◆ Page extract ◆
Have you ever been driving somewhere you drive to regularly and suddenly you realise you’ve passed two or three landmarks and you can’t remember passing them? This is the Basal Ganglia controlling your movements (sometimes referred to as muscle memory) so that your brain is free to think about more important things.

In the same way, teams form habits of their own. As with individual habits, team habits can be either positive or negative. Positive habits reaffirm the team’s sense of purpose. They support and encourage recovery and foster creativity. Negative habits are more destructive and can negatively affect the team’s ability to recover quickly from difficulty.

So, take some time to observe your team. Look at the group behaviour. How do they interact? How do they support each other? Are they having regular group interaction, openly helping each other or are they behaving in a more siloed way, keeping to themselves and withdrawing from the group? Once you can identify their habits begin reinforcing those behaviours your team should be repeating and actively discourage those behaviours that erode their resilience.

2. Continuously build high levels of self-awareness among team members

It’s usually when we’re under pressure that normal satisfactory levels of self-awareness are rapidly reduced. Individuals can begin to behave in erratic ways most usually driven by higher levels of cortisol in the body which clouds our thinking and reduces rational thought. But if your team has an agreement in place to look out for each other, then team self-awareness goes to a whole new level.

Your role as the leader is to ensure every member of your team genuinely understands that it’s ok to be human. Human beings make mistakes, they laugh, they get scared, they experience all kinds of emotions and some of those can lead to increased stress levels. If you can help your team move towards a genuine commitment to look after each other then the overall resilience of your team is going to rapidly increase.

3. Create a supportive and encouraging environment

This is primarily an extension of team self-awareness. Not only are the members of your team looking after each other, they should also be identifying and calling out courageous and selfless behaviour. Encouraging each other to try something new even if they’re feeling anxious about it. Congratulating each other when they do something solely for the benefit of another.

A team that reinforces its own internal support structure creates an in-built mechanism for stress resilience…and that mechanism is human connection.

◆ Stored data ◆
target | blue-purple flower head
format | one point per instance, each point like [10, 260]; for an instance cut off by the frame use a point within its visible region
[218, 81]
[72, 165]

◆ What the exercise asks ◆
Update the team resilience passage from "It’s usually when" to "to rapidly increase." so that "erratic" reads "unpredictable" instead.

◆ Response to the task ◆
It’s usually when we’re under pressure that normal satisfactory levels of self-awareness are rapidly reduced. Individuals can begin to behave in unpredictable ways most usually driven by higher levels of cortisol in the body which clouds our thinking and reduces rational thought. But if your team has an agreement in place to look out for each other, then team self-awareness goes to a whole new level.

Your role as the leader is to ensure every member of your team genuinely understands that it’s ok to be human. Human beings make mistakes, they laugh, they get scared, they experience all kinds of emotions and some of those can lead to increased stress levels. If you can help your team move towards a genuine commitment to look after each other then the overall resilience of your team is going to rapidly increase.